*TASK BRIEF*
Go to the line that contains "[point] every instance of the rock outcrop" and extract it along with every line after it, exactly, through the end of the data below.

-- START OF MATERIAL FOR THIS EXERCISE --

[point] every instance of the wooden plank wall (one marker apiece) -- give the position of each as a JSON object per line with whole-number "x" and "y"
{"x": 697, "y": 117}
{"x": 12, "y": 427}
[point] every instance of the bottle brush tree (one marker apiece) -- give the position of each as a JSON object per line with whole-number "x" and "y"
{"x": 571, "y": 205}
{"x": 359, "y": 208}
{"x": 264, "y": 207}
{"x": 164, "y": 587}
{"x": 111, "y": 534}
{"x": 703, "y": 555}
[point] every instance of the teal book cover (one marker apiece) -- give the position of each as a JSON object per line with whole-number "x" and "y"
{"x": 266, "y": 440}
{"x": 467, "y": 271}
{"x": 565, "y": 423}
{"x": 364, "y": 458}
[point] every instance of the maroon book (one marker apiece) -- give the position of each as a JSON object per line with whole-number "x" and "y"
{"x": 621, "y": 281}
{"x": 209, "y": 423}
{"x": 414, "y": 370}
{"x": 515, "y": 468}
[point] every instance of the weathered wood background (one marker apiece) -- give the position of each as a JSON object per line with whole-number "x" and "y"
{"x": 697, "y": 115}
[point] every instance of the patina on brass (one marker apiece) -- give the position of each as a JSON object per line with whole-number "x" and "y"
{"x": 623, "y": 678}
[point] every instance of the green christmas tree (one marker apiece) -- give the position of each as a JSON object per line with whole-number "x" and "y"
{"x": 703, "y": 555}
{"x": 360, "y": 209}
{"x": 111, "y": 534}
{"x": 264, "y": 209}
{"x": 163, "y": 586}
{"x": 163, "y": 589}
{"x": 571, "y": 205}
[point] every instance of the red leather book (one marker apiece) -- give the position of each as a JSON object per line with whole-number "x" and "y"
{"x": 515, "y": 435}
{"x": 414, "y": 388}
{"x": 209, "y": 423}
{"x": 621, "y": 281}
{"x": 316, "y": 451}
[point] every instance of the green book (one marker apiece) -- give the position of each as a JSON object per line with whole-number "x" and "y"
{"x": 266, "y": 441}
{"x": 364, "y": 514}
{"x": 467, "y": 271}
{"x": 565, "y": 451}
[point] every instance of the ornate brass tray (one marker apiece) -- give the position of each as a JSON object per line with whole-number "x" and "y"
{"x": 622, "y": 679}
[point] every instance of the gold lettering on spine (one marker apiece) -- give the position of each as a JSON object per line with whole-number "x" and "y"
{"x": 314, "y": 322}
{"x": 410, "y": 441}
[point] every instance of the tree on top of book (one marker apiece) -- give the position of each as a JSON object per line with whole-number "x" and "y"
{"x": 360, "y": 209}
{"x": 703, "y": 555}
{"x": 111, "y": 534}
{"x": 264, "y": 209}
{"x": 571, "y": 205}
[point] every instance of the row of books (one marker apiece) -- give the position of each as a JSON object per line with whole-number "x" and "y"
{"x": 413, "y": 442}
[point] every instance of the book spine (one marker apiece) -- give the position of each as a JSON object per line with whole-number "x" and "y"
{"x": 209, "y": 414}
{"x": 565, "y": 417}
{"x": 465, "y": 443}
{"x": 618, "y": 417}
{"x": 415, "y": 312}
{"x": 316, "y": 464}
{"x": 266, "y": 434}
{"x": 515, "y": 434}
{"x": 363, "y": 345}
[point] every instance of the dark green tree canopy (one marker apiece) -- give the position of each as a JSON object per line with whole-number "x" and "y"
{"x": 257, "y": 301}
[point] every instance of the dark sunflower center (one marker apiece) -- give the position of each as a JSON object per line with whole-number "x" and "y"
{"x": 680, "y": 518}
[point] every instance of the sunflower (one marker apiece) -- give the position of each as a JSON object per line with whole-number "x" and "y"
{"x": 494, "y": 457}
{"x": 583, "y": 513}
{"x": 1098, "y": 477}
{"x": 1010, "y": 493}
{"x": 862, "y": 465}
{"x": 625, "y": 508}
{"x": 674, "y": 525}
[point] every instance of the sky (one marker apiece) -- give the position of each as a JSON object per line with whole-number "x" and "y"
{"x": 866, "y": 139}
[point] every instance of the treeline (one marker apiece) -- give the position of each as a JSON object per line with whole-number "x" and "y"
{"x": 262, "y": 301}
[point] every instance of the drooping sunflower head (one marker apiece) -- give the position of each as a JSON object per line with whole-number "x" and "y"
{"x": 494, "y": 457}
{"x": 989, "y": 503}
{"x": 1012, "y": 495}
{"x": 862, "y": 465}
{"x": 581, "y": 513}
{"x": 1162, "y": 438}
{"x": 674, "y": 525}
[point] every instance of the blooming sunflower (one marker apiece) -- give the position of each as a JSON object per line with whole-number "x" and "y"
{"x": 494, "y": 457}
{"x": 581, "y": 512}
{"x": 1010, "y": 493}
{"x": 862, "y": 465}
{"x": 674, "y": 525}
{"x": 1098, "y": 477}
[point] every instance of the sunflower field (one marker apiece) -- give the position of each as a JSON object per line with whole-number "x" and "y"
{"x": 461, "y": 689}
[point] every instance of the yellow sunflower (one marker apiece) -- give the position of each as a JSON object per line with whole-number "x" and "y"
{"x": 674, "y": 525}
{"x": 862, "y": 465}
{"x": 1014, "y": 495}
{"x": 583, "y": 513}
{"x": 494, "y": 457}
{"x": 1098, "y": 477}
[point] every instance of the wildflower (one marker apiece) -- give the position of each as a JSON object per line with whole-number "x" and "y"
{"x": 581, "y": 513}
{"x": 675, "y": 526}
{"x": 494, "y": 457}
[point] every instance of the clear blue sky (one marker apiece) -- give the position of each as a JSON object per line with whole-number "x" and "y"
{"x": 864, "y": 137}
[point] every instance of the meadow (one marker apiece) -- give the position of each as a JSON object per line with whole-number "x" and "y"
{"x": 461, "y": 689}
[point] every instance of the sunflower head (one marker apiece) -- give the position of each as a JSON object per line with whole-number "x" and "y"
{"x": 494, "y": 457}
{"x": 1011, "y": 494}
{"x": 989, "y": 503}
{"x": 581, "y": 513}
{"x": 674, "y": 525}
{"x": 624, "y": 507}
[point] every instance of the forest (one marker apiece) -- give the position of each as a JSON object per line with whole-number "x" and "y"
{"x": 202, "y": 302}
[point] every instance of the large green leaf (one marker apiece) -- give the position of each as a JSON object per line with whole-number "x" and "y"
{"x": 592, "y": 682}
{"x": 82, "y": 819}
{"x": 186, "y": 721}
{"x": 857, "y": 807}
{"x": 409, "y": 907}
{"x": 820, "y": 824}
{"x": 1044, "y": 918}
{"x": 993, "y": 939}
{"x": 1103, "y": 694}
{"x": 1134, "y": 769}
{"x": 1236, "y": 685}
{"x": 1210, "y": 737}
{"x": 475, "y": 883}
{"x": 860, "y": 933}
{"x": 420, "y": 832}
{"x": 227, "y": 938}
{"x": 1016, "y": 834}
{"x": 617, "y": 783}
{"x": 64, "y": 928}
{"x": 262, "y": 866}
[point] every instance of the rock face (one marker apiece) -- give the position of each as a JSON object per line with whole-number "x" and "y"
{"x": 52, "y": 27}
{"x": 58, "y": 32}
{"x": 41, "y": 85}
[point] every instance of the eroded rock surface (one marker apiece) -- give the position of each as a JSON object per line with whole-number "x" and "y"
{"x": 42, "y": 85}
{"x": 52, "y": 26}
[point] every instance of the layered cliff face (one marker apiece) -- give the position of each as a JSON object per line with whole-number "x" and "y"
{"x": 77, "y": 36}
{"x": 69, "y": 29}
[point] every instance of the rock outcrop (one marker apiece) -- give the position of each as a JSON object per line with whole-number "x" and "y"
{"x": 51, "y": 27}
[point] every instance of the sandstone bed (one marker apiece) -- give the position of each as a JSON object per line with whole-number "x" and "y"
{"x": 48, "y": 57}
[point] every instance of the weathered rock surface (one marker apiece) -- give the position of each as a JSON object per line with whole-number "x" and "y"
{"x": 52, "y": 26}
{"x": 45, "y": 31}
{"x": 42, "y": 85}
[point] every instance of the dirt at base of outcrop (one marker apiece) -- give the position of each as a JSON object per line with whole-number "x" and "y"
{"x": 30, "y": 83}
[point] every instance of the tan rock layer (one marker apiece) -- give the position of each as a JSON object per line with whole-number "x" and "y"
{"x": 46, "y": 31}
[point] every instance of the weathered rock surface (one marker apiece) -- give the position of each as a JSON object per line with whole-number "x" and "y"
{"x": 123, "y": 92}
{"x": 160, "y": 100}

-- END OF MATERIAL FOR THIS EXERCISE --

*REPLY TO THE TASK*
[point] every instance of the rock outcrop (one marker apiece) -- give the position of each as a JSON object per line with whole-number "x" and "y"
{"x": 51, "y": 27}
[point] every instance of the sandstone bed (one marker apiece) -- give the position of each as a JSON object per line with whole-number "x" and "y"
{"x": 48, "y": 57}
[point] every instance of the weathered rock surface (one marker apiece) -- give the position of each as a JSON object per line with whole-number "x" and "y"
{"x": 52, "y": 26}
{"x": 45, "y": 31}
{"x": 42, "y": 85}
[point] every instance of the dirt at base of outcrop (one marker apiece) -- give the position of each as a JSON object per line with whole-number "x" and "y"
{"x": 30, "y": 83}
[point] every instance of the tan rock layer (one marker apiece) -- give the position of each as a JSON object per line with whole-number "x" and "y"
{"x": 46, "y": 31}
[point] every instance of the weathered rock surface (one marker apiece) -- give the position of each as a JSON object per line with whole-number "x" and "y"
{"x": 123, "y": 92}
{"x": 160, "y": 100}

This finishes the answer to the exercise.